More than 95% of nurses volunteered to participate in this patient-safety initiative. Frankly, we were amazed at this overwhelming participation on a topic that usually does not generate much excitement. Of the 264 nurses on the 12 teams, 234 (89%) submitted answers to all questions. The program was very popular among the nurses: 89% of respondents on the end-of-program survey “strongly agreed” or “agreed” that “Overall, the SE game was better than the usual VA online training programs” and “Completing the SE online game will enable me to provide better and safer care to our veterans.” In rating their overall SE online game experience, 85% responded positively. Eighty-seven percent stated that they would like to have other VA mandatory training via SE games, and 86% responded that they would participate in a SE game even if no prizes were awarded.
Since March 2013, the SE game has been utilized for Joint Commission Continual Readiness Education at all three VA Boston Health System (VABHS) campuses, with more than 2,100 staff members participating. Aside from nursing, other services include pharmacy, mental health, engineering, environmental management services, nutrition, social work, and others. Our results have led to the spread of the SE methodology across the United States, including hospital-system implementations at Partners HealthCare in Boston and among the University of California Health Quality Improvement Network.
────────────────────────────────────────
> COMPLETE THE FOLLOWING:
A. According to the SE game report, how many staff members have taken part in the SE game across the VA Boston Health System campuses?
B. Do these statements agree with the SE game report? Answer yes or no for each, quoting the deciding words. (i) Every one of the 264 nurses on the 12 teams submitted answers to all questions. (ii) Most respondents said they would play an SE game even without prizes. (iii) The SE game has been used at only one VA Boston Health System campus.
The records are separate from the SE game report and have no connection to it.
────────────────────────────────────────
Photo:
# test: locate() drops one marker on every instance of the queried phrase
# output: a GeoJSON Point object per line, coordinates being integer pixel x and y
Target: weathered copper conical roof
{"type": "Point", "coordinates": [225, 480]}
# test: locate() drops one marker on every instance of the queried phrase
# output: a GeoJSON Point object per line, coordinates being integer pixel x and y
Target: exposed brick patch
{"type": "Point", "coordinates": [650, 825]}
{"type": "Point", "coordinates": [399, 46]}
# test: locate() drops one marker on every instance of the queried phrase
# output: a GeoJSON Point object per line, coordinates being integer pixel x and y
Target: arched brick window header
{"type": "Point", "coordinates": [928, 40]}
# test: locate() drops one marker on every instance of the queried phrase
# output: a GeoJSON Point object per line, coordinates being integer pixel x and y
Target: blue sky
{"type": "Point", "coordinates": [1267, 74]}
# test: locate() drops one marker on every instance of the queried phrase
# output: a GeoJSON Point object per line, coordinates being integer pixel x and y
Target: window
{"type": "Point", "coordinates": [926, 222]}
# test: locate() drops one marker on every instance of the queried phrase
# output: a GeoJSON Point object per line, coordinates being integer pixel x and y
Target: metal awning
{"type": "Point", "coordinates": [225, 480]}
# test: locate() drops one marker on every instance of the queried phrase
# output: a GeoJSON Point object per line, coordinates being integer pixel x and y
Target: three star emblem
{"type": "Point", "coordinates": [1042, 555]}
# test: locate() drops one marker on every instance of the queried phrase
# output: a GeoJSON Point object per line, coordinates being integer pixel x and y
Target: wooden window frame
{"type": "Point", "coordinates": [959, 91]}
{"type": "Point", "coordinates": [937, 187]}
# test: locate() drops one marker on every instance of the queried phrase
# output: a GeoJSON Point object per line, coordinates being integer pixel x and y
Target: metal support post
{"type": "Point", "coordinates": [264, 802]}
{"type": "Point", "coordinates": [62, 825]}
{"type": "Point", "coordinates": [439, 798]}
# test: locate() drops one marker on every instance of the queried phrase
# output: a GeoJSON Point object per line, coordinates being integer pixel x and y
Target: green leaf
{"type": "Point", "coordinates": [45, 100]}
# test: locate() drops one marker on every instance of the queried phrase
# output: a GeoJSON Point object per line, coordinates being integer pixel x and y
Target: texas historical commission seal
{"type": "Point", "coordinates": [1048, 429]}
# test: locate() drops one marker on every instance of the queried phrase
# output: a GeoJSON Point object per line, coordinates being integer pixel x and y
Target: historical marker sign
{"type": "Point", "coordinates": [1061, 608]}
────────────────────────────────────────
> TASK RESPONSES:
A. More than 2,100 staff members.

B.
(i) No: "234 (89%) submitted answers to all questions."
(ii) Yes: "86% responded that they would participate in a SE game even if no prizes were awarded."
(iii) No: "at all three VA Boston Health System (VABHS) campuses"